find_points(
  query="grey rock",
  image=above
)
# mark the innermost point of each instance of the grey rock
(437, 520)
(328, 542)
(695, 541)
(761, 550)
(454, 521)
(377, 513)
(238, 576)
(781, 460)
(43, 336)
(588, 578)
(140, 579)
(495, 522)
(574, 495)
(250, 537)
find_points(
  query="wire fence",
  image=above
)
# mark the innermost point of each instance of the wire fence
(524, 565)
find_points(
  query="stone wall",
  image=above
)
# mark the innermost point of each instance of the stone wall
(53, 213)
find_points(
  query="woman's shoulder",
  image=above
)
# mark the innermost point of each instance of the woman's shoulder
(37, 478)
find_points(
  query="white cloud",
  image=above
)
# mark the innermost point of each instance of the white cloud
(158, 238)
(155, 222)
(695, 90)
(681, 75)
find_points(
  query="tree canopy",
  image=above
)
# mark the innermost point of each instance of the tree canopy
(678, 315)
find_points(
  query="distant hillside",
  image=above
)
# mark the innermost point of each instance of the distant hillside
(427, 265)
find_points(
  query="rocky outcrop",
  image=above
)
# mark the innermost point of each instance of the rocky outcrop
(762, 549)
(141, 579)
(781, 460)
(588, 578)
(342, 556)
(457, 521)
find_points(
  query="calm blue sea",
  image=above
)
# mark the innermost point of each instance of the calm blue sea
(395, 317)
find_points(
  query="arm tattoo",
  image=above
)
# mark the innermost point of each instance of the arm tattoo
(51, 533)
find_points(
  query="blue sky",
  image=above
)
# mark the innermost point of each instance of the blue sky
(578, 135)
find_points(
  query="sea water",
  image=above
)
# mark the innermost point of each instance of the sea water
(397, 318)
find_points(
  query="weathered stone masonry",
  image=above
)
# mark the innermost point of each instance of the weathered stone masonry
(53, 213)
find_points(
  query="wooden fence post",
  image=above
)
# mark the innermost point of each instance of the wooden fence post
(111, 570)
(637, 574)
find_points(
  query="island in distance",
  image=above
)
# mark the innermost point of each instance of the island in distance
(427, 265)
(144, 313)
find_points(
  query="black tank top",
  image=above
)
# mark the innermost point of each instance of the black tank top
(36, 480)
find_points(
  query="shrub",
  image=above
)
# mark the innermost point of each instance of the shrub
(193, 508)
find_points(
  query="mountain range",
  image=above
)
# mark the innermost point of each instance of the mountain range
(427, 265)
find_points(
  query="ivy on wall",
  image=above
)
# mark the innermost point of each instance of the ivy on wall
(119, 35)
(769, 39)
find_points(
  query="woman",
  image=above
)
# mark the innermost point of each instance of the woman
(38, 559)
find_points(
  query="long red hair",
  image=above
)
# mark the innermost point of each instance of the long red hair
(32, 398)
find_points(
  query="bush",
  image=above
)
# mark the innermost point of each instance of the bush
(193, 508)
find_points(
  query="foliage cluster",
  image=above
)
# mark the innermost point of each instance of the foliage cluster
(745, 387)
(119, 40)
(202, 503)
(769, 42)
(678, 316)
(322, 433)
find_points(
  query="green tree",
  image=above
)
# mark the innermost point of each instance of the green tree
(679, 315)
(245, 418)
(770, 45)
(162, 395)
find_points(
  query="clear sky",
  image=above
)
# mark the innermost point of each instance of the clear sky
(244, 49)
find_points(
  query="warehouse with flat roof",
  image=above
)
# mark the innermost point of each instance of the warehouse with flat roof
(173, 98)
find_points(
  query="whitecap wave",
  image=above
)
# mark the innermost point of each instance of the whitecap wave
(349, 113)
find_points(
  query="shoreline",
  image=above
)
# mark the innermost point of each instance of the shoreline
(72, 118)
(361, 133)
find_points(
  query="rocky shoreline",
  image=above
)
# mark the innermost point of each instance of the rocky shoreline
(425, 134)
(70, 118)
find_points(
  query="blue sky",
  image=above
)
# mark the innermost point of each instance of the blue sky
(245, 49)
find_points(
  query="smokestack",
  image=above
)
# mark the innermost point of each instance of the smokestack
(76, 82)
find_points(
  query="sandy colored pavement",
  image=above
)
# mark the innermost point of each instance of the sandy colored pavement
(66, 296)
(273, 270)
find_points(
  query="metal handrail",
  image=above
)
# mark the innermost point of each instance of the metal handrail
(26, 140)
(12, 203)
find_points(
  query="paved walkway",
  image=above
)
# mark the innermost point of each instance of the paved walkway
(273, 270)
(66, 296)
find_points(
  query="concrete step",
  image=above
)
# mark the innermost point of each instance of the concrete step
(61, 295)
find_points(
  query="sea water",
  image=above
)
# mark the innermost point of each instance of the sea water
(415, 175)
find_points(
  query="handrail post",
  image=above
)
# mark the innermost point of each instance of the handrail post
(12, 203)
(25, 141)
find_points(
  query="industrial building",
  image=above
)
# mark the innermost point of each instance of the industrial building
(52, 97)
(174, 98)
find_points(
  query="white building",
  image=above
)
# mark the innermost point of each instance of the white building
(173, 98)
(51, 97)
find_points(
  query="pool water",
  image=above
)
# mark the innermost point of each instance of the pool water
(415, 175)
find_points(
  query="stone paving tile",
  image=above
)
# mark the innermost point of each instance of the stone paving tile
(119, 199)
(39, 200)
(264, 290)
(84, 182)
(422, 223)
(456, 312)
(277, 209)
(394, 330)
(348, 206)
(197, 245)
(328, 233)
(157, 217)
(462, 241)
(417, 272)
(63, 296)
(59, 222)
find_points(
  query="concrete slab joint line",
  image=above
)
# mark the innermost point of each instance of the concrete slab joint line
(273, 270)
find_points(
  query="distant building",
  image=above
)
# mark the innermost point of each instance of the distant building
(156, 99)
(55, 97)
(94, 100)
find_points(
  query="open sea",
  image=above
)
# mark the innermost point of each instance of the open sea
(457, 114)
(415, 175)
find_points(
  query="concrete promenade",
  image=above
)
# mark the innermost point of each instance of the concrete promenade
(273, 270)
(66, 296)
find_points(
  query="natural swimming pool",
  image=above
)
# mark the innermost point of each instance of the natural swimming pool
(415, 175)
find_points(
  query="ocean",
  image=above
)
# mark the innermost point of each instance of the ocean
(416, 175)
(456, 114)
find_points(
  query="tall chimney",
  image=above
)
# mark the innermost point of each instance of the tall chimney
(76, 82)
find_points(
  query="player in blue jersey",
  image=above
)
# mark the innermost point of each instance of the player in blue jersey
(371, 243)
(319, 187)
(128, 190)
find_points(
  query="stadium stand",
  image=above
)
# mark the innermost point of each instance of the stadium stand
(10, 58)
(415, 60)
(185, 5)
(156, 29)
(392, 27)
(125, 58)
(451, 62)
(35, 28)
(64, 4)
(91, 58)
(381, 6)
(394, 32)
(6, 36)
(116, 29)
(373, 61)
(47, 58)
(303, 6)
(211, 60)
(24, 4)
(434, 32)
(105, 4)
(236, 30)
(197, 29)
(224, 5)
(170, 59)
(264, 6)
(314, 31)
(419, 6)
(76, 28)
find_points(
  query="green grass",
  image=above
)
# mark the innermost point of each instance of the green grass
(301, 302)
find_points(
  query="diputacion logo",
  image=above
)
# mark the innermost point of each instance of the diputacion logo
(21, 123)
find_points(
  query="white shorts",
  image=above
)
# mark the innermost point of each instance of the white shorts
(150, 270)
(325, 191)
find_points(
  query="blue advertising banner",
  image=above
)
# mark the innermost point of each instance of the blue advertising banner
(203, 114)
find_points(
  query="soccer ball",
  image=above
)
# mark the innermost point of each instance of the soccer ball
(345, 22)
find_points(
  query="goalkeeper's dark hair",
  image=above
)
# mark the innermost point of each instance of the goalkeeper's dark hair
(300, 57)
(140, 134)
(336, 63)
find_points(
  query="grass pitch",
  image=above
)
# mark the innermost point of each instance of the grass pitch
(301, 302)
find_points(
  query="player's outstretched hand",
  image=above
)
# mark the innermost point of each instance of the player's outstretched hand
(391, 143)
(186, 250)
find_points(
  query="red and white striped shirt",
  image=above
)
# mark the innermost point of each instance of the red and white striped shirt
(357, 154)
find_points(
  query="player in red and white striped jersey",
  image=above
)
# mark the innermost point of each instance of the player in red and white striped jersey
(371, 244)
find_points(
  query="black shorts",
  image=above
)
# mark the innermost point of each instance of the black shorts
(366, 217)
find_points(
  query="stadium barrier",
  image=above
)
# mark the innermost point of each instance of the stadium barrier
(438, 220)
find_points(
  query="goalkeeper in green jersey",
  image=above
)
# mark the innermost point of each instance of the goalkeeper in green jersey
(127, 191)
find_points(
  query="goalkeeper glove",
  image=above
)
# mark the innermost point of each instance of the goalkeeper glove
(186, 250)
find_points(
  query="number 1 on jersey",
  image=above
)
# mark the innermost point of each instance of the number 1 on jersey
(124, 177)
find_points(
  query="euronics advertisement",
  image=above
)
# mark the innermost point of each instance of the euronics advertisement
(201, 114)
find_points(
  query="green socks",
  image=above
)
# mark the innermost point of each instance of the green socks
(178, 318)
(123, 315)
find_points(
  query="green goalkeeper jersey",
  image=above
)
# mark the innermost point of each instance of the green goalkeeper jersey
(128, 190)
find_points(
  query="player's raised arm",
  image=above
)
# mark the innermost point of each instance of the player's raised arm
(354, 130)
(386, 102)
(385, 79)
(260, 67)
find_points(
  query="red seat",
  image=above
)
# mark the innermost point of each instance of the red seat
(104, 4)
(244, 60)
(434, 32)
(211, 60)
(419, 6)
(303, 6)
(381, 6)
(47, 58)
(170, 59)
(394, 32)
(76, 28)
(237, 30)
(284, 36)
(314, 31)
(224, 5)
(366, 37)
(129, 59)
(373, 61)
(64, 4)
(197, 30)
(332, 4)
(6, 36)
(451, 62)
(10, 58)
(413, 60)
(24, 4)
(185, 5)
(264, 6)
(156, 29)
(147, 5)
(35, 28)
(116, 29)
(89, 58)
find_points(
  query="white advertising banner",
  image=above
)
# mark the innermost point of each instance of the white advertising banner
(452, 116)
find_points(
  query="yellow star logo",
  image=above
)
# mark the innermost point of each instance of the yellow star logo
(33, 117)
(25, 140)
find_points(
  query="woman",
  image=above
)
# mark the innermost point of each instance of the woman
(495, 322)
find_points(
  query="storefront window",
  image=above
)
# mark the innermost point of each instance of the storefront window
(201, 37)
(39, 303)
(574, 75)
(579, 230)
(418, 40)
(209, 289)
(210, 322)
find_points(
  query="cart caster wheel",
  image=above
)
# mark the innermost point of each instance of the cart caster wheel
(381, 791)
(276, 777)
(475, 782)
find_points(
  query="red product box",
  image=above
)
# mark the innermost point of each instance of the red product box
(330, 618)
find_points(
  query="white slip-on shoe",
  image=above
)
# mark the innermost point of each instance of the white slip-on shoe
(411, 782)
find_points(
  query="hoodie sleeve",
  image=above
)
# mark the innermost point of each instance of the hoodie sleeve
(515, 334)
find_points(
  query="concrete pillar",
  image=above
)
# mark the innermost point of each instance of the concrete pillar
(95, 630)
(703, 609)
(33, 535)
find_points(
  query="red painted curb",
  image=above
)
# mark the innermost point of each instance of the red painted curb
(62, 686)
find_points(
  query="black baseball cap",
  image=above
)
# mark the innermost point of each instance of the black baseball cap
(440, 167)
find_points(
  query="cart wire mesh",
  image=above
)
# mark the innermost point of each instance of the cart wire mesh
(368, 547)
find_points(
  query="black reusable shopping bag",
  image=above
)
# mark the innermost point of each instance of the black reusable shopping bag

============

[Task goal] Count the lines in the entries above that contain the string "outstretched", treating uppercase and lowercase as different, and reply with that number alone.

[Task output] 2